## Work to be completed
The required output is a copy of each line in the material below that includes "building".

START Source material

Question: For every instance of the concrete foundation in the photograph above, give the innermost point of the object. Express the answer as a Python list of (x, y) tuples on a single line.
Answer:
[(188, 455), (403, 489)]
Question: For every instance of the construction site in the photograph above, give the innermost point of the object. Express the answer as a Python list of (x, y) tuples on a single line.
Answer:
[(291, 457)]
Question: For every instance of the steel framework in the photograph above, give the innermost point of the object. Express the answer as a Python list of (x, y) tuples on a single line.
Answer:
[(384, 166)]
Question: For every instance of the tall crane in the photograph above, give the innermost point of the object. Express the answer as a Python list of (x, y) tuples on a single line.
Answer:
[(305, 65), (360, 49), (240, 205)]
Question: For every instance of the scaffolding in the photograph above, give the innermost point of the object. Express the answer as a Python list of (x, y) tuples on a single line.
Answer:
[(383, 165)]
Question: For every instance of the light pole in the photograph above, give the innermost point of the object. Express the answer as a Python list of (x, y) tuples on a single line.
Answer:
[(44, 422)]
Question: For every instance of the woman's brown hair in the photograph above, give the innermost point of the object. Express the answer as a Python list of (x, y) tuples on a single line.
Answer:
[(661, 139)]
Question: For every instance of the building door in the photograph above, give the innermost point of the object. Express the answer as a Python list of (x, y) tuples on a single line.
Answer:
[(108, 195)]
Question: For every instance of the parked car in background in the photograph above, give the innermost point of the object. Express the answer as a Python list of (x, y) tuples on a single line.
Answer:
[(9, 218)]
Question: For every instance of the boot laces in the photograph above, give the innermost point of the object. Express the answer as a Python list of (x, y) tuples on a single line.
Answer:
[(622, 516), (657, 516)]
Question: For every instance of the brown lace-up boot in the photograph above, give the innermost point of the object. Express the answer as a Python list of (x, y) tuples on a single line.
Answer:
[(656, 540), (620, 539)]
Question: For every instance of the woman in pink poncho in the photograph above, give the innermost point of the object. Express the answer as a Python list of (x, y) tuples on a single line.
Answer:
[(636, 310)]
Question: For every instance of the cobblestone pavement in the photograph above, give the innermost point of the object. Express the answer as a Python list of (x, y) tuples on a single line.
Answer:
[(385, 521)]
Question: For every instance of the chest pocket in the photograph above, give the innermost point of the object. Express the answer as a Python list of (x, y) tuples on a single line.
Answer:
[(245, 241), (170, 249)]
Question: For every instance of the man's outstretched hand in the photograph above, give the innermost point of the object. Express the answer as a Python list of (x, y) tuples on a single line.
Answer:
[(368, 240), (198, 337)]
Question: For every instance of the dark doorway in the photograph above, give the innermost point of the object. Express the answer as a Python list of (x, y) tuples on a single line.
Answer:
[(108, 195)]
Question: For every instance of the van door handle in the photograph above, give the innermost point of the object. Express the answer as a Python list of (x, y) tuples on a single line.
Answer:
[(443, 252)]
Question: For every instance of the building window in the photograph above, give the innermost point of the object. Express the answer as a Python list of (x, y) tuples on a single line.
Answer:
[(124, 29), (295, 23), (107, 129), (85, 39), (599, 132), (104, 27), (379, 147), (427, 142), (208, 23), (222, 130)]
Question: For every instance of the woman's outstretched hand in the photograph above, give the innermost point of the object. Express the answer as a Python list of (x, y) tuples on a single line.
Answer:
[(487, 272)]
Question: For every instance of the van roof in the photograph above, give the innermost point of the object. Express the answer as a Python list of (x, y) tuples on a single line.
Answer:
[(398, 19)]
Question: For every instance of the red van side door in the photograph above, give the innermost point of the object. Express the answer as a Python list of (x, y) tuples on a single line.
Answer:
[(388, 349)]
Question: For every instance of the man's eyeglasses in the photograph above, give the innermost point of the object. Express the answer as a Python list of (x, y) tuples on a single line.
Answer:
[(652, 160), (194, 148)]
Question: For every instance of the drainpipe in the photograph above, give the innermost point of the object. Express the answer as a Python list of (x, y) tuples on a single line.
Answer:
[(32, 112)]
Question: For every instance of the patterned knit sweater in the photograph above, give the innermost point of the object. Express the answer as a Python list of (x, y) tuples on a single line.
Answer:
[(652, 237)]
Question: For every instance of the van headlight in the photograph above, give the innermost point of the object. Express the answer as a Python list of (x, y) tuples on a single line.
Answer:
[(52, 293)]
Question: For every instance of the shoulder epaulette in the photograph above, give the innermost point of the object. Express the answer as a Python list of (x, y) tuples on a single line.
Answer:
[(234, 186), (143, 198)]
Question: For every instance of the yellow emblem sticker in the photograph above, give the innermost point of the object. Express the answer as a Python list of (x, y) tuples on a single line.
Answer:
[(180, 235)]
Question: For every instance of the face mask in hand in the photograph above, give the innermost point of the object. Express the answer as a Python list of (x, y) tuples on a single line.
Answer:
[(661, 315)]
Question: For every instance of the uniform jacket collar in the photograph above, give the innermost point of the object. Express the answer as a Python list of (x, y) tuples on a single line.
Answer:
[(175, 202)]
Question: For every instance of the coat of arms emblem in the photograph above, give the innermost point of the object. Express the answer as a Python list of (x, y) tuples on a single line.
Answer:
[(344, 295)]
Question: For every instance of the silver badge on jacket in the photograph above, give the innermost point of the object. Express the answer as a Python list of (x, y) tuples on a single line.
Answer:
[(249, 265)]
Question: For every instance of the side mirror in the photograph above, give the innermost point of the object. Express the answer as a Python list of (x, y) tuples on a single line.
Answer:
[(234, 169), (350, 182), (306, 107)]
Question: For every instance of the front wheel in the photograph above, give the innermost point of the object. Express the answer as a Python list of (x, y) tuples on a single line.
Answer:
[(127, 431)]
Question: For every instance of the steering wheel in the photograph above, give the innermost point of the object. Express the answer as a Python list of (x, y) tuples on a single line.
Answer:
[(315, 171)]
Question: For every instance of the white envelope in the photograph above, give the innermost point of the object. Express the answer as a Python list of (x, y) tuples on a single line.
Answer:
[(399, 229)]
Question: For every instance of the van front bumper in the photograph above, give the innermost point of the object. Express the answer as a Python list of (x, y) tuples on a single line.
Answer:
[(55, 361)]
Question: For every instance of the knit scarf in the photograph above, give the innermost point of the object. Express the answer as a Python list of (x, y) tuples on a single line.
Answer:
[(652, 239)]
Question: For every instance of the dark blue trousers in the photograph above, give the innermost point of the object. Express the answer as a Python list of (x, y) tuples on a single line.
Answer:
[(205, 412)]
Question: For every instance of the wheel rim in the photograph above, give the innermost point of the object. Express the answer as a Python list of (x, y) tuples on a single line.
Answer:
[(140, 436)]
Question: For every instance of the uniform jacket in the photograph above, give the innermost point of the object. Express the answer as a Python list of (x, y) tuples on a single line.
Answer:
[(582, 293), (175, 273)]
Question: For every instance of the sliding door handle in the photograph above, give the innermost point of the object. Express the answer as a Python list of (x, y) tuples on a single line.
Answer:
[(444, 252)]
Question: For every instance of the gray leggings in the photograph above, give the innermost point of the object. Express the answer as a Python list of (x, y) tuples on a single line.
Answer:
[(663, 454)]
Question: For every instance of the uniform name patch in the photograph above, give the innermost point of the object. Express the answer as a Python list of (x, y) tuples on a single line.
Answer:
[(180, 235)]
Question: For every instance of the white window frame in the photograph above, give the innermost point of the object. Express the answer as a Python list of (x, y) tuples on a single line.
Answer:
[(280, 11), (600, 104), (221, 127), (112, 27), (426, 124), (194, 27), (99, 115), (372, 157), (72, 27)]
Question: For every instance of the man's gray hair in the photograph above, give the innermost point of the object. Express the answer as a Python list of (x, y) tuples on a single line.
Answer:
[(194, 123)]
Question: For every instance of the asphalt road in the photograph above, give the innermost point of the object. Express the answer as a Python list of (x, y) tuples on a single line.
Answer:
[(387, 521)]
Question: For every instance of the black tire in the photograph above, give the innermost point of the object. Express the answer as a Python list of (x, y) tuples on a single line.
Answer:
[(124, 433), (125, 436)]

END Source material

## Exercise solution
Question: For every instance of the building door in the photograph above, give the innermost point of the object. Express the answer as a Python list of (x, y) tuples on a single line.
Question: For every instance of the building window in the photograph above, give the innermost point of the object. Express the answer as a Python list of (x, y) tuples on a single line.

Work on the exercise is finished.